- **TAREFA**
Reproduza integralmente o material abaixo, da linha que contém "Place a point on every instance of the skin" até o final, inclusive. Some 9 a cada coordenada x e y das respostas.

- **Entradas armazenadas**
------------------------------
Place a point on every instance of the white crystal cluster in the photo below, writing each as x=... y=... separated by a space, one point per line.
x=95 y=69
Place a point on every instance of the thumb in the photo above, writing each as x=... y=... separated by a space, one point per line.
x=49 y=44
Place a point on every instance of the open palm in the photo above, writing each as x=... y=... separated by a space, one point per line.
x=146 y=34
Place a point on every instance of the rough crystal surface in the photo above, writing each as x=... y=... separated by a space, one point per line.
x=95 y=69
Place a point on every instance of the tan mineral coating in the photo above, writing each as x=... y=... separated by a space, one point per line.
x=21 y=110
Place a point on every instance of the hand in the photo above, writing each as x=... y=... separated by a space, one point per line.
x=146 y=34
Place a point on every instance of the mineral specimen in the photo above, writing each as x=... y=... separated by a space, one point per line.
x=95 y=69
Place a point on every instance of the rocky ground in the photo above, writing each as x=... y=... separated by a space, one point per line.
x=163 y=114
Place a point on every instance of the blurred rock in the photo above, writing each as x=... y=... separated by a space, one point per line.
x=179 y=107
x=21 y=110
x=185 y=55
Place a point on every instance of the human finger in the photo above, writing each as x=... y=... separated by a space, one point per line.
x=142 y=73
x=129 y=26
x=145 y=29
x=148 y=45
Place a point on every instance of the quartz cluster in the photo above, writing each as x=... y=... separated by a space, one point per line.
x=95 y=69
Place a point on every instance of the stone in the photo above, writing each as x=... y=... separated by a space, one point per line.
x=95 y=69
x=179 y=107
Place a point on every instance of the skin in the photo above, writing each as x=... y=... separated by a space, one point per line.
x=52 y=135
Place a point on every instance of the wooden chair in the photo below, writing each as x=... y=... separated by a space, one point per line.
------------------------------
- **RESPOSTA**
Place a point on every instance of the skin in the photo above, writing each as x=... y=... separated by a space, one point per line.
x=61 y=144
Place a point on every instance of the wooden chair in the photo below, writing each as x=... y=... separated by a space, one point per line.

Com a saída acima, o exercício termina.